* [EXTRACT PROVIDED]:
** begin **
Wednesday, September 12, 2012

The Writer as Reader


“There are worse crimes than burning books. One of them is not reading them.”

Joseph Brodsky

 

The first advice given to would-be writers is to ‘read-read-read.’ Unless we’re James Joyce, we are not reinventing the wheel. There is more to learn from those who came before than any instruction book could offer.

But I discovered a curious thing about the relationship between reading fiction and writing it. At least for me, I must stop reading when I’m about to write a first draft. I need a few days to ‘clear the air’ and calm the other writers’ voices, so mine can emerge.

The practical ramification is that I must alternate between reading and writing. This is easy to do when writing picture story books. It takes a stronger discipline when it comes to tackling longer stories.

My to-be-read pile grows ominously tall in those times. You wouldn’t want to brush against it accidentally, or you may get buried as the precarious stack collapses. My guilt at ‘not reading’ would grow also, but I know what I have to do, in order to do what I do.

Yes, it’s one of these times. I just cleared my pile, or almost. For the next few weeks it’ll have to start growing again.

Tuesday, September 4, 2012

The School of Experience


“Experience is a good school, but the fees are high.”

                                                                                                Henrich Heine

When I started writing with the thought of publication, more than seven years ago, I read something the late (and great) Sid Fleischman said- that his first three years were ‘tuition.’ At the time that seemed such a long time to be writing and making un-publishable stories, and I resolved to have every story count. Whether someone else finds them publishable or even makes an offer to publish, they would nonetheless become part of my writing resume, if only in my own eyes.

Some years later, and with two books strangers can actually purchase, I look back at my early efforts. Not without merit, but also no longer publishable even to my mind.

So I thought about Fleischman’s ‘first three years’ saying, and wondered how long it took me before I wrote well or, ahm, better.

It was about three years.

Oh, and did I mention that Fleischman was also a professional magician? It was both hubris and naiveté to think I can get anywhere faster than Sid Fleischman. But it was also necessary for me to feel that I wasn’t at a rehearsal, that this was the real thing, and every writing moment counted. That’s the way I work.

Maybe there’s a reason university degrees take as long as they do. The school of life can take a lot longer.
** end **
* [RECORDS FOR THIS TASK]:
** begin **
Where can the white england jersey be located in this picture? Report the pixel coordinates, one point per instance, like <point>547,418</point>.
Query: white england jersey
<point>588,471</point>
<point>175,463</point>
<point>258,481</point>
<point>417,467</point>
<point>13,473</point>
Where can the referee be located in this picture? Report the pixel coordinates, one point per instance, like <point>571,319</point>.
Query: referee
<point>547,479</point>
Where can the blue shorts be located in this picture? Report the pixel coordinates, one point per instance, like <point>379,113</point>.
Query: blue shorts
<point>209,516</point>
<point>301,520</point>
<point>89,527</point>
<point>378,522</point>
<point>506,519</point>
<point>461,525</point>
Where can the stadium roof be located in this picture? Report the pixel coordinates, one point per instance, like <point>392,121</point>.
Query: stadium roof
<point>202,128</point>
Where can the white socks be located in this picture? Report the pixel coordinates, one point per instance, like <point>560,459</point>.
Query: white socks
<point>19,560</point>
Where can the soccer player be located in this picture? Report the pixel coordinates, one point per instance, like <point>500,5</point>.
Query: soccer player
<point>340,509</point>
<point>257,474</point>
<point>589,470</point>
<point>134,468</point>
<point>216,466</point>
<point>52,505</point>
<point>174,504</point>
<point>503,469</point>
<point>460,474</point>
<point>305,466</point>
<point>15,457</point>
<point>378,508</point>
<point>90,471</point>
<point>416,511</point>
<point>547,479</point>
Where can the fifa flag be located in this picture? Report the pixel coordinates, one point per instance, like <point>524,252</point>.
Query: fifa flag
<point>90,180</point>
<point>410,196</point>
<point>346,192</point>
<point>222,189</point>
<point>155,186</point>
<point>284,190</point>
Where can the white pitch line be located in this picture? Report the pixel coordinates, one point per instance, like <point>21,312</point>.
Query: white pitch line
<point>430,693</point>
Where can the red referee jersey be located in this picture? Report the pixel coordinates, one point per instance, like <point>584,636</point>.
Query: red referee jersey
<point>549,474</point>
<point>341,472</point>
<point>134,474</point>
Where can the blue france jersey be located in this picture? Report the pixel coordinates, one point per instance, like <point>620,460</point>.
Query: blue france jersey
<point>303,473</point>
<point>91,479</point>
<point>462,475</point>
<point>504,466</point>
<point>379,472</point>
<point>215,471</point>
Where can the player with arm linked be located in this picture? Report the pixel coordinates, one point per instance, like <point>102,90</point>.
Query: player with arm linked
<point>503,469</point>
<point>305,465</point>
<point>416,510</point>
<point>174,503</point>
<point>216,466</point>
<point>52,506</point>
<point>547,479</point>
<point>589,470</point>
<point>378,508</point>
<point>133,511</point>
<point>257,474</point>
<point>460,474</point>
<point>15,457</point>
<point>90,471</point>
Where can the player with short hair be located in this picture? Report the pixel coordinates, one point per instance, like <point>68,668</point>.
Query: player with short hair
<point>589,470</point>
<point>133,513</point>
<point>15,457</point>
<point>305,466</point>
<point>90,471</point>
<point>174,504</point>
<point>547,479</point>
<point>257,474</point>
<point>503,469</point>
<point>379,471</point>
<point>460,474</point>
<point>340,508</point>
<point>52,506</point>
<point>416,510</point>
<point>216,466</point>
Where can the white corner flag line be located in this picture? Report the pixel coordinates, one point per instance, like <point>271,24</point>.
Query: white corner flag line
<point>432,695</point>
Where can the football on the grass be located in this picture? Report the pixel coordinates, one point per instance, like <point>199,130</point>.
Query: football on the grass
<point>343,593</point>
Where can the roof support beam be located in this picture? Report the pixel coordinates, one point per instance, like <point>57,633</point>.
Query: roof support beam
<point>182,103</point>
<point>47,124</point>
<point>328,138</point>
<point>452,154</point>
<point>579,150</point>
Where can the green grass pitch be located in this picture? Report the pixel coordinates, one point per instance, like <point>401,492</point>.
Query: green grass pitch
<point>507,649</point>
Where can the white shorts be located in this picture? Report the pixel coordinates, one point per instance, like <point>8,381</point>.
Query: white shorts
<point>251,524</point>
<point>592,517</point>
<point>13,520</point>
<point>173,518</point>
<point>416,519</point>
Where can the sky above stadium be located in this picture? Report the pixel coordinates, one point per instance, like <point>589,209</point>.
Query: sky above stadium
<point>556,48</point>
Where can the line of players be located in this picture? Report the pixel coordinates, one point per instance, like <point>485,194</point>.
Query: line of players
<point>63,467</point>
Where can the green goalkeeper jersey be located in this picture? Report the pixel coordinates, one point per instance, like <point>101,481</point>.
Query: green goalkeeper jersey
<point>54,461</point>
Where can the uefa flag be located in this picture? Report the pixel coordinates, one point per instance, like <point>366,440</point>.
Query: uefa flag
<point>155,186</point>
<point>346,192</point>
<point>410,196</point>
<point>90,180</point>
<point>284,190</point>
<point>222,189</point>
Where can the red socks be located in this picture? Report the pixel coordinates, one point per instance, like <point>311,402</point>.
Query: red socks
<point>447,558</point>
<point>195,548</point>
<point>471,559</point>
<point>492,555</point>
** end **
* [ACTIONS TO TAKE]:
1. According to the blog excerpt, what else was Sid Fleischman besides a writer?
2. Write out again everything in the records from the line containing "Where can the line" down to the end of the records.

* [WORKED SOLUTIONS]:
1. A professional magician.

2.
Where can the line of players be located in this picture? Report the pixel coordinates, one point per instance, like <point>485,194</point>.
Query: line of players
<point>63,467</point>
Where can the green goalkeeper jersey be located in this picture? Report the pixel coordinates, one point per instance, like <point>101,481</point>.
Query: green goalkeeper jersey
<point>54,461</point>
Where can the uefa flag be located in this picture? Report the pixel coordinates, one point per instance, like <point>366,440</point>.
Query: uefa flag
<point>155,186</point>
<point>346,192</point>
<point>410,196</point>
<point>90,180</point>
<point>284,190</point>
<point>222,189</point>
Where can the red socks be located in this picture? Report the pixel coordinates, one point per instance, like <point>311,402</point>.
Query: red socks
<point>447,558</point>
<point>195,548</point>
<point>471,559</point>
<point>492,555</point>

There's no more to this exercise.